─── Data lines
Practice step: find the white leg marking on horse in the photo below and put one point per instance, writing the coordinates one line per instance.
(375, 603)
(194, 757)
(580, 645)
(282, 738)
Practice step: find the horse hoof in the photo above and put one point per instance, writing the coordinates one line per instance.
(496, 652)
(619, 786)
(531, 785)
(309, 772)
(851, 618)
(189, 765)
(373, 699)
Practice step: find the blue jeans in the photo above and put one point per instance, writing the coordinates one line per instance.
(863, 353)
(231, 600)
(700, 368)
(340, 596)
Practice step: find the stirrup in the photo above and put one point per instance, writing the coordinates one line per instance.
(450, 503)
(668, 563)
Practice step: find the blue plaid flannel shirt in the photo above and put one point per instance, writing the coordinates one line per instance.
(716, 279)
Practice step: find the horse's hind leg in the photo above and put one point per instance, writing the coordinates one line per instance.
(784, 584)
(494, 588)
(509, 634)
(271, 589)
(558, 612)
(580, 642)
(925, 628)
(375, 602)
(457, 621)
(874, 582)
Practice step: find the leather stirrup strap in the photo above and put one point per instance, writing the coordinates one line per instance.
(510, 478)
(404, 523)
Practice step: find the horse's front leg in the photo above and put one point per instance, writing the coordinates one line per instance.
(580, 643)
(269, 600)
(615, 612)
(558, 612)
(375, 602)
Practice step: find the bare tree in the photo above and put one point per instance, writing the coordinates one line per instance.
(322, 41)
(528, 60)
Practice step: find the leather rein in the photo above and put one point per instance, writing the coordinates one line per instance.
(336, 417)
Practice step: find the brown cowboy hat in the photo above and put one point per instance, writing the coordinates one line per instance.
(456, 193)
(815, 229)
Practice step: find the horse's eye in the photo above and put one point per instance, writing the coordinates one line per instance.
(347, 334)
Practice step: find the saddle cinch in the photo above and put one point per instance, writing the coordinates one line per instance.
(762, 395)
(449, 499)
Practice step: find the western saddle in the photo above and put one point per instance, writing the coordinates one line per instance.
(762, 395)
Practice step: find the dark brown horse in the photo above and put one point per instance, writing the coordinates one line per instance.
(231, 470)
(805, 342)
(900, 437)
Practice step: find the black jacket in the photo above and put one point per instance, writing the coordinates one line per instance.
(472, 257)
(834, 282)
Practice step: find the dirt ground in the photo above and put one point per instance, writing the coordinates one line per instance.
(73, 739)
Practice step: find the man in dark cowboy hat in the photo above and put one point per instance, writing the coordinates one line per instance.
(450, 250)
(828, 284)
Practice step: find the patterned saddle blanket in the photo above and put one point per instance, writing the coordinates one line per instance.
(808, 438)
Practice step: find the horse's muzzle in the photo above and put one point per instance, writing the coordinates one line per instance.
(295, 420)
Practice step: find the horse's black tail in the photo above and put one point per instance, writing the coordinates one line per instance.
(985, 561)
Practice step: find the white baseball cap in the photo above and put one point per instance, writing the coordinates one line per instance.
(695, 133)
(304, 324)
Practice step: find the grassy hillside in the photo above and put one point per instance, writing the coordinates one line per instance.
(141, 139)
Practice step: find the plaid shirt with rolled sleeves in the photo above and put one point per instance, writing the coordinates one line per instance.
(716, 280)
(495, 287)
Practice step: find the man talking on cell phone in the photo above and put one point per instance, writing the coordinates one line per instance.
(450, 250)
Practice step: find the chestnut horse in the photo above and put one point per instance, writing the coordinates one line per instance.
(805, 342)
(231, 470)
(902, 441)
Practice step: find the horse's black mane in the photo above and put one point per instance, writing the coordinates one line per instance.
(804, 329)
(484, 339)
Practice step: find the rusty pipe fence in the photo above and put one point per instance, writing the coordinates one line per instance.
──────
What this task involves: Could you give again exactly the lines from the line containing "Practice step: find the white baseball" through the final line of the data above, and no others?

Solution below:
Practice step: find the white baseball cap in the photo above and put one point per instance, writing the coordinates one line per instance.
(695, 133)
(304, 324)
Practice step: find the grassy hillside in the photo above and put one point per instance, writing the coordinates one line per instance.
(141, 139)
Practice step: find the plaid shirt with rolled sleeves in the photo above and put one point per instance, writing the coordinates one line per instance.
(716, 280)
(495, 287)
Practice step: find the man talking on cell phone in the photo above and put one point per instance, writing the coordinates one line per instance.
(450, 250)
Practice step: find the chestnut horse in the photo above and put one point per instance, writing the coordinates one line per instance.
(805, 342)
(231, 470)
(902, 441)
Practice step: find the horse's black mane in the photo above and put one point per instance, writing the coordinates one line per instance.
(804, 329)
(484, 339)
Practice step: find the rusty pipe fence in the photo above and put one point per instance, writing the coordinates one line per instance.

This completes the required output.